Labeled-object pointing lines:
--
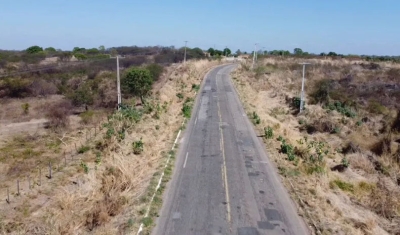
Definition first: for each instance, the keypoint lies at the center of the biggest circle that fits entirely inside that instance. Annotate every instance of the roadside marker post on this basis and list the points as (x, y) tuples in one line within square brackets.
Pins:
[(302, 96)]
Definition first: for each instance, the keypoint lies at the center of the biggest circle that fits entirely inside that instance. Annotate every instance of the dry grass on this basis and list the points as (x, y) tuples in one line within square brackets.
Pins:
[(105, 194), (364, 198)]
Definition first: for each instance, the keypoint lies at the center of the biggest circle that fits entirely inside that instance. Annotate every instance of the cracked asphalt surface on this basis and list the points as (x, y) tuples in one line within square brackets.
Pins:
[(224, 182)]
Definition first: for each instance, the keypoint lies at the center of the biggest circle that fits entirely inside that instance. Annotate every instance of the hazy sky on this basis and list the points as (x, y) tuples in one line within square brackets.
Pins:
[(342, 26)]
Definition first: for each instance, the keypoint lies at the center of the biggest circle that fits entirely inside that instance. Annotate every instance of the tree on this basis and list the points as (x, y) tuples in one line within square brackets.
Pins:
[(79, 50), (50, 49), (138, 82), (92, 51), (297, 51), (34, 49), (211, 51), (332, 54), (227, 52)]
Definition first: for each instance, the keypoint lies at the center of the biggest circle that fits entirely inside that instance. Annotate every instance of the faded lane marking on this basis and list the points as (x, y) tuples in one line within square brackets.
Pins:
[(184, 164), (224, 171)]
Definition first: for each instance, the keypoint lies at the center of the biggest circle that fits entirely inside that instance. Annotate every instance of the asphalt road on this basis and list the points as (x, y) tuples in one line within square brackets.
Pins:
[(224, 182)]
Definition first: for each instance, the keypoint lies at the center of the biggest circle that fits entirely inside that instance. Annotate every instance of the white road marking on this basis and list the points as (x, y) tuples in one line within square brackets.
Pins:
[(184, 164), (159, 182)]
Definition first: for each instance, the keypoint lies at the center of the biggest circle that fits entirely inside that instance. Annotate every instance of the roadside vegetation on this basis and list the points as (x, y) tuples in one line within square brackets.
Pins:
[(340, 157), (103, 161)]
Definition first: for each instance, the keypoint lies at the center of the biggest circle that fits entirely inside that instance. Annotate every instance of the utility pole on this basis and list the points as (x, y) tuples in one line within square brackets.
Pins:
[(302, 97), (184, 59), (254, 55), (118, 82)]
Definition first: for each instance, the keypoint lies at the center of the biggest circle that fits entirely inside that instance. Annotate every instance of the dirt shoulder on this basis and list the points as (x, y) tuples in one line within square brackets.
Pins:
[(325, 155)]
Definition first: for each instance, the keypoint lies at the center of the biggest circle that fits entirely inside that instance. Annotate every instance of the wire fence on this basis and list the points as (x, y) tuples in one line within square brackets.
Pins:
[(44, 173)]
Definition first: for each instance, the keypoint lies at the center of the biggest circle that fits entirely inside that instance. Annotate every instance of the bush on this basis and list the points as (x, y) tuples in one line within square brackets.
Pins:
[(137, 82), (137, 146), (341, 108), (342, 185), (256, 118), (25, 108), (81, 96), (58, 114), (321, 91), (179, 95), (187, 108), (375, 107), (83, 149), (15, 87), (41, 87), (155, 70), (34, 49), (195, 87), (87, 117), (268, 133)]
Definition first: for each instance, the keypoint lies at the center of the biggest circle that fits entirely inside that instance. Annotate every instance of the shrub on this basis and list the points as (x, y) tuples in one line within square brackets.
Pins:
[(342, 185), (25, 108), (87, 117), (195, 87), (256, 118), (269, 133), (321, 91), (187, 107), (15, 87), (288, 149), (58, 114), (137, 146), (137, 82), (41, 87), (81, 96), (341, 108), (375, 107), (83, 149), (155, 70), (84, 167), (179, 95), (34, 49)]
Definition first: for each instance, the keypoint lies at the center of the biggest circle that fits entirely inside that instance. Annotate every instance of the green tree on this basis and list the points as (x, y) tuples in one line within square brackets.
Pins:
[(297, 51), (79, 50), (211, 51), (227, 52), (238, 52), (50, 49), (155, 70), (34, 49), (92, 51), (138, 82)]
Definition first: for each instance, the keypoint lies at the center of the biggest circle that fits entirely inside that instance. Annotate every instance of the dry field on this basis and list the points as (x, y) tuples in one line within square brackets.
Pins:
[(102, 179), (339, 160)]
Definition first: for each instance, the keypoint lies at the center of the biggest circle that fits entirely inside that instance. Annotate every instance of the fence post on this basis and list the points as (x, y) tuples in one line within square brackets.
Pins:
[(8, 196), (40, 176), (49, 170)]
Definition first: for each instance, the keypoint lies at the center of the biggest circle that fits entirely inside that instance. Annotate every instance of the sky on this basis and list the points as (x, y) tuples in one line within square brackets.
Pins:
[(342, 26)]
--
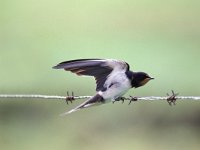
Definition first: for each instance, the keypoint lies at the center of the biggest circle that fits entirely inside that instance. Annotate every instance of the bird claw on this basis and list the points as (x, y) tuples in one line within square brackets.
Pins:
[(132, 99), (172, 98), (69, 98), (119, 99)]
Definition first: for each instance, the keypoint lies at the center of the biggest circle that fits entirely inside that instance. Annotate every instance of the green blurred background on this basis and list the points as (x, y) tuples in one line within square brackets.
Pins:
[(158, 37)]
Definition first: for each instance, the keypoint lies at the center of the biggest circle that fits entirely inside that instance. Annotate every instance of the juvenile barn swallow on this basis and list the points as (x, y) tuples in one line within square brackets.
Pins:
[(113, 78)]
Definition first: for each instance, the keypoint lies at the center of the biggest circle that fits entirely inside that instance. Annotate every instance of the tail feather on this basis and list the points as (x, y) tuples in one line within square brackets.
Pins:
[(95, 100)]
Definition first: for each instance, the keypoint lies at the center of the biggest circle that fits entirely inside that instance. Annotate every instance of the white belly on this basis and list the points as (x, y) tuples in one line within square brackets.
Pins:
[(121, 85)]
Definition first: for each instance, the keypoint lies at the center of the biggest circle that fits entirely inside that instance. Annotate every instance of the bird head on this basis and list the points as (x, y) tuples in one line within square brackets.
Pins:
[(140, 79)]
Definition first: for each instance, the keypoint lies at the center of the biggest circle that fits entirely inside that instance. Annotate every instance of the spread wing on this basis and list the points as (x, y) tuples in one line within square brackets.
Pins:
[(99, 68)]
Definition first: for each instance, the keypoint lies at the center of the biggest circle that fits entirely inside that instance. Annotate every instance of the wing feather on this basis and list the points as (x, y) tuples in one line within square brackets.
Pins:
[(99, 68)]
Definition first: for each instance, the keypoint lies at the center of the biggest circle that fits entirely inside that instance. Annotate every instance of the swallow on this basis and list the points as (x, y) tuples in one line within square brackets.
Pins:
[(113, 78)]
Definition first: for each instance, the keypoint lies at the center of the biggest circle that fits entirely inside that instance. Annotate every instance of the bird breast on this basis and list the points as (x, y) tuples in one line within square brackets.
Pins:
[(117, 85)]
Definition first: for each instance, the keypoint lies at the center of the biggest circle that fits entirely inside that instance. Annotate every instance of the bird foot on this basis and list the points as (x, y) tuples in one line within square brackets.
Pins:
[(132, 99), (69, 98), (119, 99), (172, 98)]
--
GOAL - Please arrange the lines starting at the one that contains "the bird foot" and ending at the one that contains "[(132, 99), (69, 98), (119, 99), (172, 98)]" as a Markdown table with the columns Row and Line. Number the rows and leave out any blank lines.

SOLUTION TO THE EXERCISE -
| Row | Line |
|---|---|
| 1 | Definition first: for each instance, the keypoint lies at the center of the biggest circle that fits entirely inside that instance. Annotate every instance of the bird foot on this basis and list the points as (x, y) tuples in one line within square brackets. |
| 2 | Pins: |
| 3 | [(132, 99), (69, 98), (119, 99), (172, 98)] |